* [Required work]
Copy the stretch of the Super Bowl essay below from "But the Super" through "coursing through mine.", word for word.

Where were you when you watched your first Super Bowl? Who were you with? I remember mine. It was Super Bowl XXI, Giants and Broncos, following the 1986 season. I had just turned 10, and I wasn't much of a football fan; in fact, I remember being annoyed by my father turning away from the Nascar races on Sundays to watch the Giants games. I was much more interested in watching Dale Earnhardt intimidate with his yellow and blue Monte Carlo than in a bunch of burly guys smashing each other to pieces.
But the Super Bowl was different. It just seemed so important to everyone, such a big deal, and watching my Dad sitting there living and dying with each play, I couldn't help but get caught up in it all. By the time the game ended, and Phil Simms was on his way to Disney World, I was an NFL fan for life, and the Big Blue blood that pumped through my father's veins finally began coursing through mine.
Though my memory of the game itself is a bit hazy and probably distorted by the images NFL Films has placed into my mind in faded glory, my memories of subsequent Super Bowls are crystal clear. Tomorrow will be my 25th Super Bowl. My Super Bowl XXV. That's 25 straight years of watching every play, every commercial, every half-time show of every game. That means something. The game means something. It was as clear to me that evening back in January of 1987 as it is today. Super Bowl Sunday means more than just getting to stay up late on a school night for a 10 year-old kid. It means more than just football. It means more than just a game.
Just think of the memories the game brings back for you. It's more than Mark Riepen tearing apart the Buffalo Bill's secondary. It's the whole family falling asleep on the couch except for you, the silly kid that was determined to see every second of the game no matter how big the blowout. It's not just Mike Jones's tackle of Kevin Dyson at the one yard line; it's the new apartment with no furniture in it and watching Montana scorch the Broncos on a lone mattress in the middle of the floor. It's not just wide right; it's the look on your father's face as he fought the urge to change the channel, barely able to watch the fate of his favorite team, now your favorite team, unravel before his eyes. It's Everson Walls frozen in time, jumping in the air with his arms raised high above his head. It's David Tyree pinning a ball against his helmet. It's Peyton Manning's "pick-6." It's all of this and so much more.
It's Whitney Houston's Star Spangled Banner while we wait for word from the Middle East. It's U2 memorializing the fallen in the 9/11 attacks. It's the little guy, the Patriots, completing the biggest upset since The American Revolution, staging a heroic comeback on a field adorned with a re-designed American flag Super Bowl logo, not quite numbing the pain of tragedy, but somehow re-uniting us all, as a nation, if for just one night. It's parents introducing their children to Paul McCartney and Tom Petty and children introducing their parents to Brittney Spears and The Black Eyed Peas.

* [Supplied material]

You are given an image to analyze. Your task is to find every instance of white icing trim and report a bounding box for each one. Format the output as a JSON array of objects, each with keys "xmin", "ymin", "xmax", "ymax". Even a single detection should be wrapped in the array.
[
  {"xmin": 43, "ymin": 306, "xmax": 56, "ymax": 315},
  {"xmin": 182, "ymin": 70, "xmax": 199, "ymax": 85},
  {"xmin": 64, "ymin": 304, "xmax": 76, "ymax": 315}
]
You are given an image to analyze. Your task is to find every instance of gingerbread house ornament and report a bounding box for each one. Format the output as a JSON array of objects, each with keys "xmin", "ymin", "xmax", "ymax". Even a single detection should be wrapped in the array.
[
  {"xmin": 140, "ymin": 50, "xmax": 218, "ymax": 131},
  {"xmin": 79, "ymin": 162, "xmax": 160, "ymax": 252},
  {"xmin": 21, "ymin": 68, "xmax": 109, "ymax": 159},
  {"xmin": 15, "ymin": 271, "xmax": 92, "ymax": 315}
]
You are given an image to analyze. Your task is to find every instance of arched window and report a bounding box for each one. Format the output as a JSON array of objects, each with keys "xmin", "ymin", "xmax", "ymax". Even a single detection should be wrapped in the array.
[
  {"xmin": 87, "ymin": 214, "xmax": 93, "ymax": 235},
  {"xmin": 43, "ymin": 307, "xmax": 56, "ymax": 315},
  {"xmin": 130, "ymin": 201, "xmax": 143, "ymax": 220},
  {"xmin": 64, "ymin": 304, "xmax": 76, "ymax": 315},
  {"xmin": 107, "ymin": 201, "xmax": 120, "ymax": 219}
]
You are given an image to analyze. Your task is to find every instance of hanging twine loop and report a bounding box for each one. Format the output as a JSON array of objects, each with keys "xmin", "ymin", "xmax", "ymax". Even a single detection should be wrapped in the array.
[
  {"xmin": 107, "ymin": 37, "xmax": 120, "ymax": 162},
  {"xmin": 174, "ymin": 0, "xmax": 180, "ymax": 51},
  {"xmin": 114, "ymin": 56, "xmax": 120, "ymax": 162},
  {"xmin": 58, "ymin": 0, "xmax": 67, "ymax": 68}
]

* [Exercise result]
But the Super Bowl was different. It just seemed so important to everyone, such a big deal, and watching my Dad sitting there living and dying with each play, I couldn't help but get caught up in it all. By the time the game ended, and Phil Simms was on his way to Disney World, I was an NFL fan for life, and the Big Blue blood that pumped through my father's veins finally began coursing through mine.